- TEXT TO READ
▼
So in your scenario, if the difference in a join is in that 100-300ms difference in DNS response time, then Pornsite A is going to get the join, and he's probably using his ISP's free DNS. The only way to prevent that from happening and ensure a short response time would be to put a computer with an automated refresh of your site on the network of every major ISP worldwide, and ensure that it requests the IP address of your site from its local DNS more often than whatever the time-to-live setting is for your domain in DNS settings. Having a DNS node that is 5 ms away from the DNS used by the broadband provider won't make a whit of difference if your site isn't in cache for that provider... it will STILL take up to a couple hundred milliseconds for the cache lookup to fail, the broadband DNS to contract the root nameservers to find out what DNS is responsible for that domain, and then to contact UltraDNS and get a response.

I am guessing that most of the salespeople selling UltraDNS probably have no idea how DNS actually works, except at the most basic level. It's a complex beast with dozens of variables that affect caching time, refresh of mirror DNS, the order in which primary, secondary, and tertiary DNS are contacted, and so forth. I don't claim to be a DNS guru, but I know a little about it because I've had to troubleshoot DNS problems for customers that hosted with the ISP that I used to run, and I've unfortunately found that my knowledge of DNS is often more complete (as minimal as it is) than the techs responsible for maintaining DNS as many ISPs.

There's tons of redundancy inherently built into the Net's DNS structure, and the architecture was designed *specifically* to minimize DNS traffic and hits to the authoritative DNS (in this case UltraDNS), so the DNS system is not nearly as "unreliable" as UltraDNS would have you believe, unless your particular ISP is not following the applicable RFC when installing and running its DNS servers.

elitetec 04-04-2006 03:33 PM

Promise???? They promise. You believe them?

ratty 04-09-2006 04:47 PM

Maybe they are useful if you have lots of little sites all over the world, and want to direct people to your closest node. But if you're in that market, you may as well use a CDN like Akamai. UltraDNS might be one of those solutions looking for a problem.

cayne 04-10-2006 09:54 AM

great post @ Gaybucks
Very useful.
▲
- WORK INSTRUCTIONS
[1] In the DNS discussion, shorten the paragraph beginning "There's tons of redundancy" into a few sentences that keep its main facts.
[2] According to the paragraph of the DNS discussion that begins "I am guessing," how did the writer come to know something about DNS?

- DATA ROWS
▼
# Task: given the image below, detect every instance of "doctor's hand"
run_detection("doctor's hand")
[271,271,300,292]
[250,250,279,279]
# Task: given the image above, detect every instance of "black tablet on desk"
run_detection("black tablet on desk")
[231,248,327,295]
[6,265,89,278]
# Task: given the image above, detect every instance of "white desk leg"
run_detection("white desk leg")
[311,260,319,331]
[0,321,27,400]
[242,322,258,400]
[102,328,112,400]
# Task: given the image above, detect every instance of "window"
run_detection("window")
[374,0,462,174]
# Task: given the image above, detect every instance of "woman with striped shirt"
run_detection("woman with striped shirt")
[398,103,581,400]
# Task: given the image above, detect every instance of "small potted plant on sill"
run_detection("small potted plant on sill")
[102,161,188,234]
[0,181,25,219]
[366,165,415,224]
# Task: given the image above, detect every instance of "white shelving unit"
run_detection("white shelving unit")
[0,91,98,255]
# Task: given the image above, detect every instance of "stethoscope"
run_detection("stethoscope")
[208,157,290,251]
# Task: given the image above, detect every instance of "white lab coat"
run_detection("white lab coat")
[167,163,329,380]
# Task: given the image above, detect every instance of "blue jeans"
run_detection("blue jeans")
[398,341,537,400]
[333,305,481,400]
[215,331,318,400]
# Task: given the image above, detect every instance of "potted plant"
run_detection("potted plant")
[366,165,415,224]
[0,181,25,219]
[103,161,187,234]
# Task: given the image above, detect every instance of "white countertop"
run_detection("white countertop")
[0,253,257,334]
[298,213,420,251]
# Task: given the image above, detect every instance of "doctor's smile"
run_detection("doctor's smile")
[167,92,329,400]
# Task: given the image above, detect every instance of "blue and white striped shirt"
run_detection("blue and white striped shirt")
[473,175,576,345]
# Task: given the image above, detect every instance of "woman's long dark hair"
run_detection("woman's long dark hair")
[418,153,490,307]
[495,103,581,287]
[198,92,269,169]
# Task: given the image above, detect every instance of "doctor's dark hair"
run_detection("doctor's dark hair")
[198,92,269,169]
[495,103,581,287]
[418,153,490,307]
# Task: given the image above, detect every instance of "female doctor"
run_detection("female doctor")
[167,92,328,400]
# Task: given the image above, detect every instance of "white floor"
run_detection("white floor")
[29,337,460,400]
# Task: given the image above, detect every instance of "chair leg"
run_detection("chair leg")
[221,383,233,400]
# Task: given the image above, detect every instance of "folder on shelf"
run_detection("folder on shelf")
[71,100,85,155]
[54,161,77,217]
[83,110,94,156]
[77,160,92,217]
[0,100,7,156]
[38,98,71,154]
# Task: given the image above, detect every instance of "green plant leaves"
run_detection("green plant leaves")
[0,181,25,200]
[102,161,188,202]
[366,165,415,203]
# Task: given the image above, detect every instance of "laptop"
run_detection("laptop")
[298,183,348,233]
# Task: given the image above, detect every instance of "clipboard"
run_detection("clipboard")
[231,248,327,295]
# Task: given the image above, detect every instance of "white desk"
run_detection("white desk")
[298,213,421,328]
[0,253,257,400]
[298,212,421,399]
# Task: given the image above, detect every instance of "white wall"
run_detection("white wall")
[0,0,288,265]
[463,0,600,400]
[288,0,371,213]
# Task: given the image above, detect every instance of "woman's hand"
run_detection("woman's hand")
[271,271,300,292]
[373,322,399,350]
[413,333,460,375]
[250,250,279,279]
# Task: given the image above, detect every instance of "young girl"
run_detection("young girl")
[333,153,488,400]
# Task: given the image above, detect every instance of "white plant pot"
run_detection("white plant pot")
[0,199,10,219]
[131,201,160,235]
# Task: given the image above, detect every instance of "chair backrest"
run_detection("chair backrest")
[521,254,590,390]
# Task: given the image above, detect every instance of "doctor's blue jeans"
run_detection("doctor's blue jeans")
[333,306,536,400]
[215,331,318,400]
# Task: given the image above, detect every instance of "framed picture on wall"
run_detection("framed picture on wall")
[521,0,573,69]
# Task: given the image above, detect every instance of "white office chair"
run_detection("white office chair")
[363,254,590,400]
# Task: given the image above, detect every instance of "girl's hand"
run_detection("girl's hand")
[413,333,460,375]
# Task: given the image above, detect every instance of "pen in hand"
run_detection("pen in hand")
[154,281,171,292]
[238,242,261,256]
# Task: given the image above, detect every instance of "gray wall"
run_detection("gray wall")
▲
- ANSWERS
[1] The Net's DNS structure has a great deal of built-in redundancy. Its architecture was designed specifically to minimize DNS traffic and hits to the authoritative DNS, which here is UltraDNS. The DNS system is therefore far less "unreliable" than UltraDNS suggests, unless a particular ISP fails to follow the applicable RFC when installing and running its DNS servers.

[2] By troubleshooting DNS problems for customers who hosted with the ISP the writer used to run.